■ **To be done**:
Please sum up the cornbread text below in two sentences.

* START Page *

I really like a sweeter cornbread. The cornbread I make during the holidays is a more traditional, savory cornbread baked in bacon fat. But when I’m serving beans cooked with a hambone I like a sweeter cornbread to cut the saltiness and heaviness of the beans. Many sweet cornbreads are more like corn cake with a signficant amount of sugar and way more flour than corn meal. Even many recipes for honey cornbread has only a little honey and alot of sugar. This recipe has no sugar and replaces the honey with agave nectar, which has a lower glycemic index. My family has been using agave as a honey replacement on oatmeal and the like, and even though I have purchased an agave baking book I hadn’t actually used any of the recipes from it. However, I used her principles for baking with agave and it worked really, really well and is now officially my favorite cornbread!

* END Page *
* START Data provided *

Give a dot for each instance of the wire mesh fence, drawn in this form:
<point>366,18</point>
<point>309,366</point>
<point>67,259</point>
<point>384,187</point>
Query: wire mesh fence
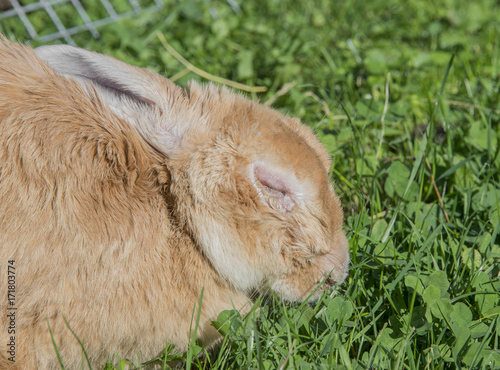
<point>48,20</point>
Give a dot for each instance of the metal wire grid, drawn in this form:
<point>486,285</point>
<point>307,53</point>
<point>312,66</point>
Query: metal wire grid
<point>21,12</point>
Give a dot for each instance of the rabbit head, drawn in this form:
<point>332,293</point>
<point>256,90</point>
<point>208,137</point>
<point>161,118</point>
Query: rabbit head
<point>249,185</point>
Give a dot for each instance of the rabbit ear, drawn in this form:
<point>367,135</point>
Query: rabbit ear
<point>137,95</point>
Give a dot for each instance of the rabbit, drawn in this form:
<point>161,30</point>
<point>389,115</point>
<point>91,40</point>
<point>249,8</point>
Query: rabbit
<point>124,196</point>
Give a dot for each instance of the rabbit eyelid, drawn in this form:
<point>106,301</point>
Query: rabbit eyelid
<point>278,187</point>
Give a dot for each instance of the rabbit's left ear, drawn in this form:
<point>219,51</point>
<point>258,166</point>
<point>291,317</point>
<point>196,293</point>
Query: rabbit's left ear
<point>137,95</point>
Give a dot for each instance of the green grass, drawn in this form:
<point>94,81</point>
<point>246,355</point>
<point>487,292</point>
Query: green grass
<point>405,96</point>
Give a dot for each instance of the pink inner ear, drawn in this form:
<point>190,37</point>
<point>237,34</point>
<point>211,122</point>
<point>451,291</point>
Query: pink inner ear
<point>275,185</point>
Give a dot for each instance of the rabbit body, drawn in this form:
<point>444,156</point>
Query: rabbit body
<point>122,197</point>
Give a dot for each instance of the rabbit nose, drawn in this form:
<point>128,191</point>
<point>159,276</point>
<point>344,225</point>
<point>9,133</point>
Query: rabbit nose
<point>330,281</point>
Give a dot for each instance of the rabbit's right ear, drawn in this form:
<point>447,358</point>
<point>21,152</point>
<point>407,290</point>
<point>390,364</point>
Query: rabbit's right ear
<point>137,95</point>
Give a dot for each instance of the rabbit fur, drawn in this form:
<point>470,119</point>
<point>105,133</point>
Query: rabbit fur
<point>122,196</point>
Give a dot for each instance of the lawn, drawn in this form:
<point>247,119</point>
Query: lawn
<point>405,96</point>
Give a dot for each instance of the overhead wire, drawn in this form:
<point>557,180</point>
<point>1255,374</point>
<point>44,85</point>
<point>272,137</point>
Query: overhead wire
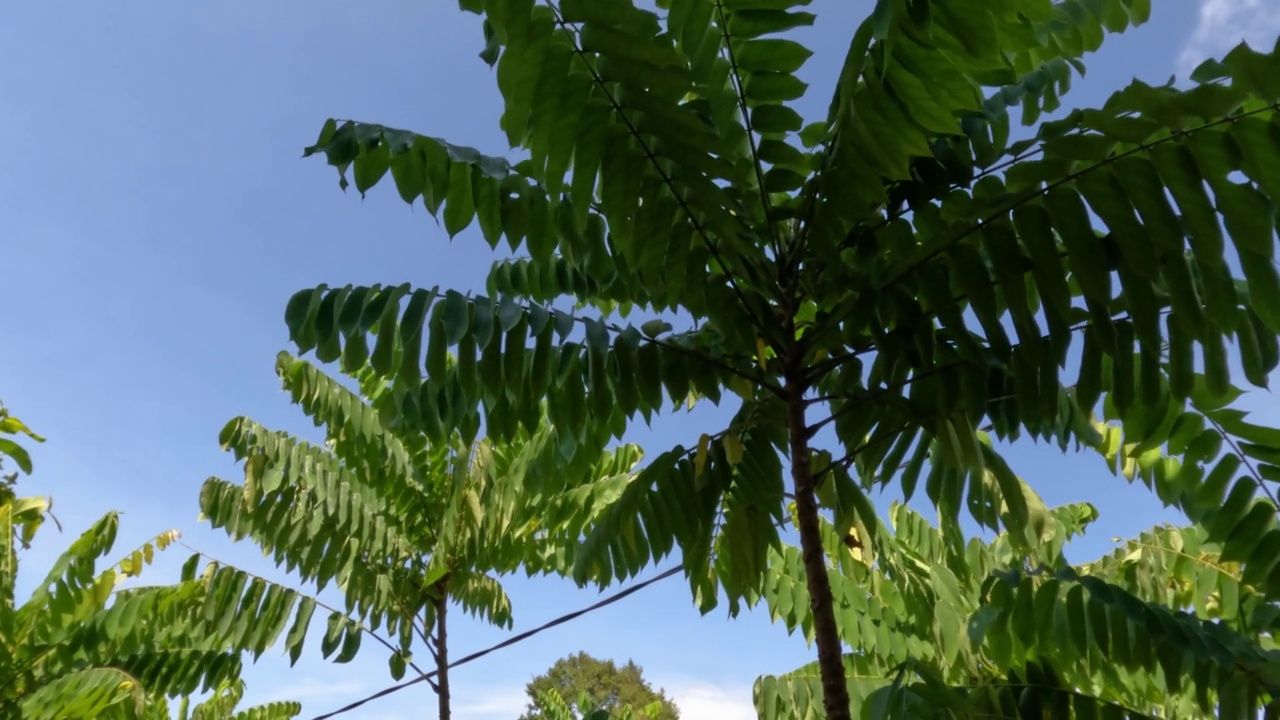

* END Data provided *

■ **Output**:
The writer bakes a savory cornbread in bacon fat for the holidays but prefers a sweeter one with beans cooked with a hambone, to cut the saltiness and heaviness of the beans. This recipe uses no sugar and replaces honey with agave nectar, which has a lower glycemic index, and it is now the writer's favorite cornbread.